How to Negotiate A Job Offer? Tips for Salary Negotiation

It is not surprising that most people are not comfortable asking for more money once their job search has ended and they have an offer in hand. If the salary is reasonable, they do not want to jeopardize the opportunity now that they have come this far. And let us face it, money is not an easy topic whether you are trying to buy a new car or land a new job.

Whether or not there is a global pandemic, salary negotiations can be stressful and many questions like this hover in mind:

• When should I negotiate for a higher salary and what do I need to know before negotiating?
• How do I make a case for a higher salary?
• Should I take any offer or a lower level job offer during COVID-19?
• In other words, should I settle for something less? Would it be wise to negotiate a higher salary during COVID-19?

How to Prepare??

To get the salary you want, you need to lay the groundwork long before you arrive at the negotiation table. Here is a step-by-step guide.

  1. Start with your research: Prior to your interview, research on your potential employer to get an idea of how they have been affected by COVID-19. You might find indicators on news sites, social media or the company’s website. If you know someone who currently works for the company, then you could also ask if they have any insights to share.

    During the interview, consider asking questions such as:
    • How has COVID-19 affected the company?
    • What challenges has the company faced since the onset of COVID-19?
    • How is the company recovering from the impacts of COVID-19?

    Getting answers to questions like these may help you better plan your negotiation conversation if you move onto the offer stage. For example, if you find the company to be under a significant amount of financial and operational pressure, you can then plan your response while negotiating.
  1. Understand what you have to offer employers: After receiving an offer, take a moment to consider your qualifications in the current environment. If a company has extended an offer to you, then you have likely demonstrated skills and value that they need in this competitive environment.

### PROVIDED MATERIAL
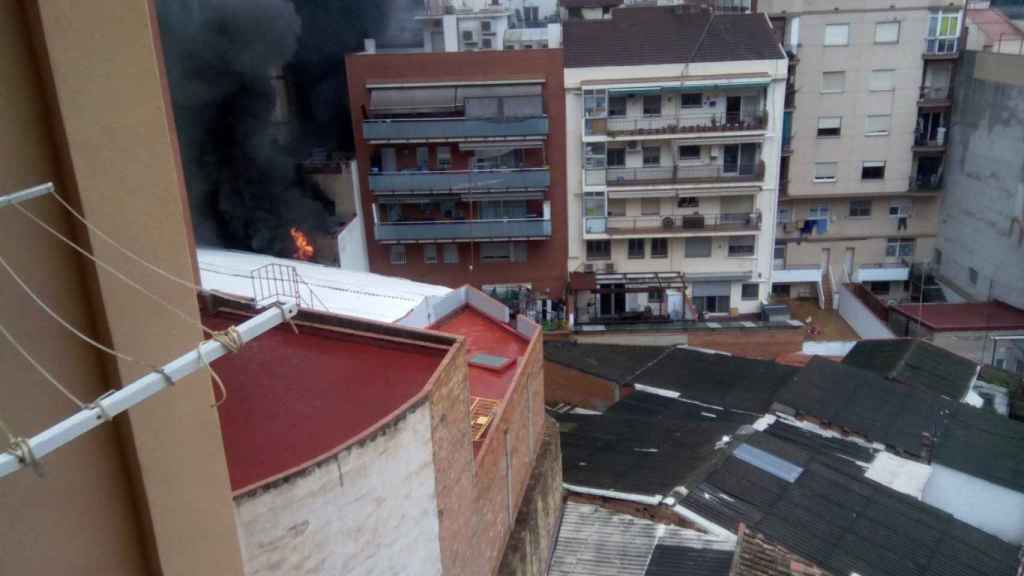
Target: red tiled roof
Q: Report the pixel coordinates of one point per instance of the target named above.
(965, 317)
(293, 399)
(483, 335)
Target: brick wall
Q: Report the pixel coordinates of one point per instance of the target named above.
(563, 384)
(532, 538)
(473, 497)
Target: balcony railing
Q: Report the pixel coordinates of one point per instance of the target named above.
(463, 230)
(649, 175)
(519, 178)
(935, 92)
(453, 128)
(682, 223)
(697, 122)
(944, 46)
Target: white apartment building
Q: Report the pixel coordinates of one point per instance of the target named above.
(867, 117)
(673, 155)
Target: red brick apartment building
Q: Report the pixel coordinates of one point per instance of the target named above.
(355, 447)
(462, 161)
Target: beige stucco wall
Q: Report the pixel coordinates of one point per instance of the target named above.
(371, 509)
(84, 106)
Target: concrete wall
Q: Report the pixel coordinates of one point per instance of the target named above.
(860, 318)
(371, 509)
(89, 111)
(982, 218)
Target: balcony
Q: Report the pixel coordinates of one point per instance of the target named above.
(935, 96)
(684, 124)
(679, 224)
(461, 231)
(659, 175)
(944, 47)
(453, 129)
(475, 180)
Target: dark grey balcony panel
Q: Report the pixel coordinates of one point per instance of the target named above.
(536, 178)
(479, 230)
(454, 128)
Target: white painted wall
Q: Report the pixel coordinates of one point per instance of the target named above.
(985, 505)
(371, 510)
(863, 322)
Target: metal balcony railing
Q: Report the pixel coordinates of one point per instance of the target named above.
(516, 178)
(684, 223)
(648, 175)
(935, 92)
(463, 230)
(695, 122)
(941, 46)
(453, 128)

### EXERCISE TASKS
a. Quote everything in the salary negotiation article from "How to Prepare??" down to "impacts of COVID-19?".
b. Answer these questions using the salary negotiation article:
(i) Where does it say you might find indicators of how a potential employer has been affected by COVID-19?
(ii) Besides landing a new job, what does it name as an example of when money is not an easy topic?
(iii) What does it say you need to do to get the salary you want?
c. Continue the salary negotiation article from where it stops.
The records are separate material and have no connection to the salary negotiation article.

### EXPECTED OUTPUTS
a.
How to Prepare??

To get the salary you want, you need to lay the groundwork long before you arrive at the negotiation table. Here is a step-by-step guide.

  1. Start with your research: Prior to your interview, research on your potential employer to get an idea of how they have been affected by COVID-19. You might find indicators on news sites, social media or the company’s website. If you know someone who currently works for the company, then you could also ask if they have any insights to share.

    During the interview, consider asking questions such as:
    • How has COVID-19 affected the company?
    • What challenges has the company faced since the onset of COVID-19?
    • How is the company recovering from the impacts of COVID-19?

b.
(i) On news sites, on social media, or on the company's website.
(ii) Trying to buy a new car.
(iii) Lay the groundwork long before you arrive at the negotiation table.

c.
    If you feel like you are highly qualified for the role and the initial offer does not meet your expectations, it might be a good idea to negotiate. 
  1. How to identify the right pay: Before initiating a negotiation conversation, research to gain a strong understanding of your personal & professional value which will be unique to your work experience and location.

    Factors that can impact your professional value include:

    • Years of industry experience
    • Years of leadership experience
    • Level of education
    • Level of seniority
    • Skills
    • Licenses and certifications
    • Conditions of the local job market
    • Supply and demand for your expertise

Another factor that might impact your professional value, especially now, are qualifications for a role that is considered essential during COVID-19 and requires niche skills.

Conducting research from multiple sources will give you a better understanding of a fair value for your role and experience. Gathering this information and using it to prepare for an offer negotiation can help you feel more comfortable and confident during the conversation.

How to Negotiate Salary??

Set yourself up for a successful negotiation by clearly communicating your skills and experience throughout the entire interview process. If you make it to the offer stage, you should feel confident that you were the best candidate for the position.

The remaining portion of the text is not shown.